▶ **WHAT THE TASK REQUIRES**: Copy every line of the entries below character for character, and leave out the pictures.

▶ **INFORMATION PROVIDED**:

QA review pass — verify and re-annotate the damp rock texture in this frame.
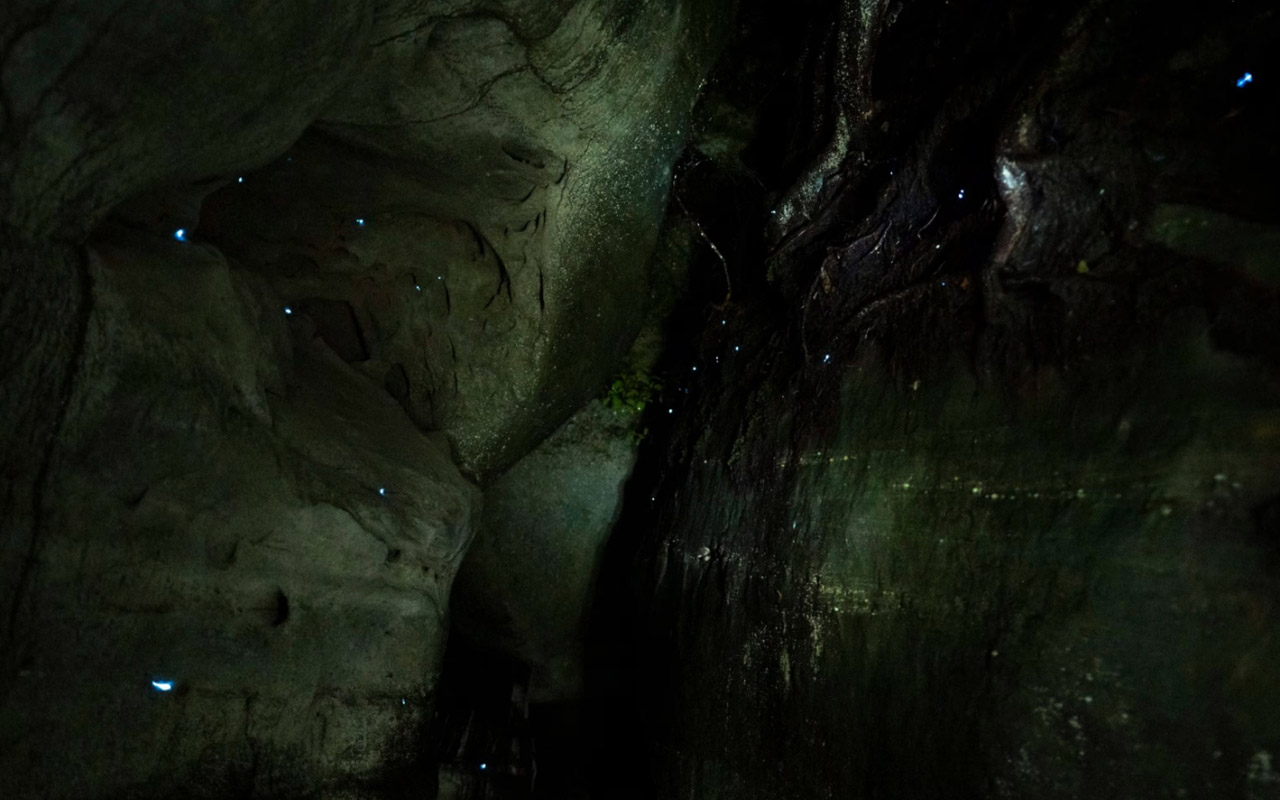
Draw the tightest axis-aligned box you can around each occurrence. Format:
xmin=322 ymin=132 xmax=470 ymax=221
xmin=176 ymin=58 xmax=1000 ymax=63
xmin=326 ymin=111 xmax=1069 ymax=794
xmin=454 ymin=401 xmax=636 ymax=703
xmin=0 ymin=0 xmax=726 ymax=797
xmin=622 ymin=0 xmax=1280 ymax=800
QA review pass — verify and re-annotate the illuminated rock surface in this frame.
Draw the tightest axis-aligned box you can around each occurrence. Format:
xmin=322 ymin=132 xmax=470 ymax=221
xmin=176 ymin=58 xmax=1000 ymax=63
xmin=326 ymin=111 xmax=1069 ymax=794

▶ **TASK ANSWER**:
QA review pass — verify and re-annotate the damp rock texture in this frame.
Draw the tightest axis-aligned box you can around each occurrence. Format:
xmin=322 ymin=132 xmax=470 ymax=221
xmin=176 ymin=58 xmax=1000 ymax=63
xmin=326 ymin=111 xmax=1069 ymax=794
xmin=454 ymin=401 xmax=636 ymax=703
xmin=0 ymin=0 xmax=726 ymax=797
xmin=622 ymin=0 xmax=1280 ymax=800
QA review pass — verify and re-annotate the illuminated rock surface in this frame.
Draw the tightest axis-aligned box you can around each occurrence. Format:
xmin=322 ymin=132 xmax=470 ymax=221
xmin=176 ymin=58 xmax=1000 ymax=63
xmin=326 ymin=111 xmax=1069 ymax=794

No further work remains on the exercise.